Dataset records
━━━━━━━━━━━━━━━━━━━━

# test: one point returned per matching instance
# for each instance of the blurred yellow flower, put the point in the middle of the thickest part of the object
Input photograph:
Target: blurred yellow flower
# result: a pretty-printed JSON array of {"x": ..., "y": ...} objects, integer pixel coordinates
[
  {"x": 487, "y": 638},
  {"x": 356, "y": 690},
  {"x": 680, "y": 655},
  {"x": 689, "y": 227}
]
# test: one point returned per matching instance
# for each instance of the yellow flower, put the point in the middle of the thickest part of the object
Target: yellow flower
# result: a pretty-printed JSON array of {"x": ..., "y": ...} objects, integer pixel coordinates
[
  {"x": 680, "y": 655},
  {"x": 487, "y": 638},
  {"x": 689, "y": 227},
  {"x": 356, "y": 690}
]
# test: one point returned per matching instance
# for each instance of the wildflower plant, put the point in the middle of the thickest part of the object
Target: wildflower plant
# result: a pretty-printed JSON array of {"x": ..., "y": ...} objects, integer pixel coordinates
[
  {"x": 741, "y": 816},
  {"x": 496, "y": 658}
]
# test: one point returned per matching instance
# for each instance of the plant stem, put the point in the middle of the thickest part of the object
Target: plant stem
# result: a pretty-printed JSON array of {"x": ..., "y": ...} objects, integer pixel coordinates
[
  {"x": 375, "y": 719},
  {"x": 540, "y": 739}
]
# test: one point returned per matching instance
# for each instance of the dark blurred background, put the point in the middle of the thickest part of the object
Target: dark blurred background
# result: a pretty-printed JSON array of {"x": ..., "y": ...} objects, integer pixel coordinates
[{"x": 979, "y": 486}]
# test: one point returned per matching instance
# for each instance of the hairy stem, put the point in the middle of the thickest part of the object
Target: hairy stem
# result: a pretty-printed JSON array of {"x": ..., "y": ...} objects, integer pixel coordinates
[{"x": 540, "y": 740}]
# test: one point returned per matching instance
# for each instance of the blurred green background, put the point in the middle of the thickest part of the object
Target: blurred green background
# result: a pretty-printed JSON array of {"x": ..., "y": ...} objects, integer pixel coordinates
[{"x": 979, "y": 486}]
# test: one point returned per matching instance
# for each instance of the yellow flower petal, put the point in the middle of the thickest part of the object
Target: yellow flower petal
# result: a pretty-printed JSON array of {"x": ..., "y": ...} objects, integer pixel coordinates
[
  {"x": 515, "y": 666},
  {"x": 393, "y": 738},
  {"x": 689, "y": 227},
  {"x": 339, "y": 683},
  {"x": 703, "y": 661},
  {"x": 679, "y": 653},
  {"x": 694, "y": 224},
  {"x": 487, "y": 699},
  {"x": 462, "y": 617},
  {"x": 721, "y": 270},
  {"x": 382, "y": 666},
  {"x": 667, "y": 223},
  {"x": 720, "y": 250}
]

━━━━━━━━━━━━━━━━━━━━

**WHAT IS EXPECTED:**
Could you collect every line in the data that contains the word "middle" and copy each one out?

**RESULT:**
# for each instance of the blurred yellow flower, put the point in the middle of the thickest part of the object
# for each instance of the yellow flower, put the point in the middle of the thickest part of the object
# for each instance of the wildflower plant, put the point in the middle of the thickest part of the object
# for each instance of the plant stem, put the point in the middle of the thickest part of the object
# for each instance of the dark blurred background, put the point in the middle of the thickest part of the object
# for each instance of the hairy stem, put the point in the middle of the thickest part of the object
# for each instance of the blurred green background, put the point in the middle of the thickest part of the object
# for each instance of the yellow flower petal, put the point in the middle of the thickest part of the object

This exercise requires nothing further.